* _Material shown_:
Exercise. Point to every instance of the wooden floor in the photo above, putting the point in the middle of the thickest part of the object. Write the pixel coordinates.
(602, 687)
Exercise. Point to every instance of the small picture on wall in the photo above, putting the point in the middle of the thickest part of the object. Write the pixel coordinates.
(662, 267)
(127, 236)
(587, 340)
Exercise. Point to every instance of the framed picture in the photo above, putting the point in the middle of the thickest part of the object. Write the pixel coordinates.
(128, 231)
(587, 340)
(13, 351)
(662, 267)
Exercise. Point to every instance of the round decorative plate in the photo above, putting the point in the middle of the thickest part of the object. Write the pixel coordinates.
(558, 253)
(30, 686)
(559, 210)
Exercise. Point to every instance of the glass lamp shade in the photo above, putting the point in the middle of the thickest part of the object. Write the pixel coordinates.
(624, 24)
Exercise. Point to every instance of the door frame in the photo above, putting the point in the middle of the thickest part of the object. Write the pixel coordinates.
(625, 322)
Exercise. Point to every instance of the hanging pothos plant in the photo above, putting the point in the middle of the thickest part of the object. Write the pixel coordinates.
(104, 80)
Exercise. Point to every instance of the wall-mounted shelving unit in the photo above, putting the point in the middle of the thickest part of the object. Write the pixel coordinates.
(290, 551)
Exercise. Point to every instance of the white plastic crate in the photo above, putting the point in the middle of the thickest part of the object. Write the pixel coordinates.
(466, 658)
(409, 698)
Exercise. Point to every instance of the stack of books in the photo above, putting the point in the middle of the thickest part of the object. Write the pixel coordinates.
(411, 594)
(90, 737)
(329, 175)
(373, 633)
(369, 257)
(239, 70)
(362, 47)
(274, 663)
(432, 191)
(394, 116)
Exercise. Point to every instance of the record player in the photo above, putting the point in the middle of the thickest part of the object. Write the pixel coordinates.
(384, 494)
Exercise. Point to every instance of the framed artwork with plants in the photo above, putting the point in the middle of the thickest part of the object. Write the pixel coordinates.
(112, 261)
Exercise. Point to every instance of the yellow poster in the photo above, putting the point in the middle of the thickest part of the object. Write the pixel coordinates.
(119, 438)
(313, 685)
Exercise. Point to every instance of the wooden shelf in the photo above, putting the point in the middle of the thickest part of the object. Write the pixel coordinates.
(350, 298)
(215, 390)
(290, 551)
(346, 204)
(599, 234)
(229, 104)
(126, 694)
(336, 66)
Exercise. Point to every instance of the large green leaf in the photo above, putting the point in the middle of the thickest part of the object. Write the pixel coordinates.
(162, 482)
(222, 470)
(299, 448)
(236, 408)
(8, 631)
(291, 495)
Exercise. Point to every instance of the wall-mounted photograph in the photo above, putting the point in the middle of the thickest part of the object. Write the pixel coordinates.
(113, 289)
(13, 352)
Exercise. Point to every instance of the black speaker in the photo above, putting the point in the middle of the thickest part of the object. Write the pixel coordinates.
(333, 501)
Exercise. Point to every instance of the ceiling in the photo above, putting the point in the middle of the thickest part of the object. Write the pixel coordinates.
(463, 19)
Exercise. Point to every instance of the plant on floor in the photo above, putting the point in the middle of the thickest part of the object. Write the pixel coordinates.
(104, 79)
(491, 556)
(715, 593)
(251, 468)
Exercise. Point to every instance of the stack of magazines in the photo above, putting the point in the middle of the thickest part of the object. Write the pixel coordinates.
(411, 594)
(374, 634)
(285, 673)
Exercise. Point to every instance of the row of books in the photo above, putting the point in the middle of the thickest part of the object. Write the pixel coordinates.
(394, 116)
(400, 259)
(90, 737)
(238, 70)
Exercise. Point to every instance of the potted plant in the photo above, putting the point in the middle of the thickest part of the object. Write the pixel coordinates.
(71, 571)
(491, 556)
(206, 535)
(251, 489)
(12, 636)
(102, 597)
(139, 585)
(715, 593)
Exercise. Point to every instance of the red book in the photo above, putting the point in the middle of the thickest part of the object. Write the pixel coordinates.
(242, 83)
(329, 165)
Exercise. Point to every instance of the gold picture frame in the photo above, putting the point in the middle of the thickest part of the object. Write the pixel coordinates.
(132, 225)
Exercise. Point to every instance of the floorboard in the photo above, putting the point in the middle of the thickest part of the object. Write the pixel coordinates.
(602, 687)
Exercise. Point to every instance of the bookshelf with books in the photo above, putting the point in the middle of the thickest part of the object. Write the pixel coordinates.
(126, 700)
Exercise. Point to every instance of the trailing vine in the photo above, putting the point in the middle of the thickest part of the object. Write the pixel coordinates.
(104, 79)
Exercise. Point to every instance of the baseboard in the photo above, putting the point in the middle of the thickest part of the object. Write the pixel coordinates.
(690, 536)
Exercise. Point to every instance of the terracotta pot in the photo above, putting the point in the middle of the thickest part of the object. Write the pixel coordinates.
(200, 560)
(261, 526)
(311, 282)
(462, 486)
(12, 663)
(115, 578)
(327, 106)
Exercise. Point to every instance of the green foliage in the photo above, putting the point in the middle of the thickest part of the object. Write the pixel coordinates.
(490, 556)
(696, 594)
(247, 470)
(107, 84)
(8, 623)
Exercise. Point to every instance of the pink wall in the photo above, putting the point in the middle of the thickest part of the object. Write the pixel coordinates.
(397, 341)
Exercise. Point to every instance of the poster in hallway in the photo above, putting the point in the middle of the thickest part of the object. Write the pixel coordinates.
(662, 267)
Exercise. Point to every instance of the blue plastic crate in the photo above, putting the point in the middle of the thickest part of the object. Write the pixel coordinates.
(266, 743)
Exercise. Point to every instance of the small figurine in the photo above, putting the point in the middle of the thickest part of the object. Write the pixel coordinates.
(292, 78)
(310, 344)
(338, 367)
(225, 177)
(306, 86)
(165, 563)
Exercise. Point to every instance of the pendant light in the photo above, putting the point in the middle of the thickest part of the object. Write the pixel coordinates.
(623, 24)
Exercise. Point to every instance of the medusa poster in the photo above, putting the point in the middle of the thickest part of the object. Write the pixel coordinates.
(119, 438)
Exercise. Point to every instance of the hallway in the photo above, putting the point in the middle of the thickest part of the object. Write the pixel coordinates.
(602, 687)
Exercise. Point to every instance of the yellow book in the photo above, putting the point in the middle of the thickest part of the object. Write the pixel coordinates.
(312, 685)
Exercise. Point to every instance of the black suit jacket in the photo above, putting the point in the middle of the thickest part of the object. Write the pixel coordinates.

* _Stated task_: Rescale the entries from the line with "Exercise. Point to every instance of the small figurine" through the end of the entries, that line included. Give every line again, copying each request line as it is and multiplying every coordinate in the answers by 1.55, rounded to whole numbers with halves going up.

* _Right answer_:
Exercise. Point to every instance of the small figurine in the photo above, putting the point in the middle of the thickest part of the object. Write the pixel coordinates.
(453, 121)
(481, 533)
(524, 569)
(349, 274)
(474, 133)
(256, 873)
Exercise. Point to every instance of the pendant light in the photo above, putting the point in the middle of the thickest part of the object. Write the pixel coordinates.
(966, 37)
Exercise. Point to every instance of the medusa poster in the photo above, putting the point in the middle of the thickest part of the object. Write the pixel coordinates.
(184, 679)
Exercise. Point to every instance of the hallway in the photo above, putting the point in the middle of the thickest part of the object. Write the pixel coordinates.
(933, 1065)
Exercise. Point to every instance of the yellow book in the photo above, putting the point in the middle of the thickest part of the object. Write the pixel coordinates.
(484, 1062)
Exercise. Point to every instance of the black suit jacket in the photo above, putting the point in the middle of the thickest part of the object. Write the pixel coordinates.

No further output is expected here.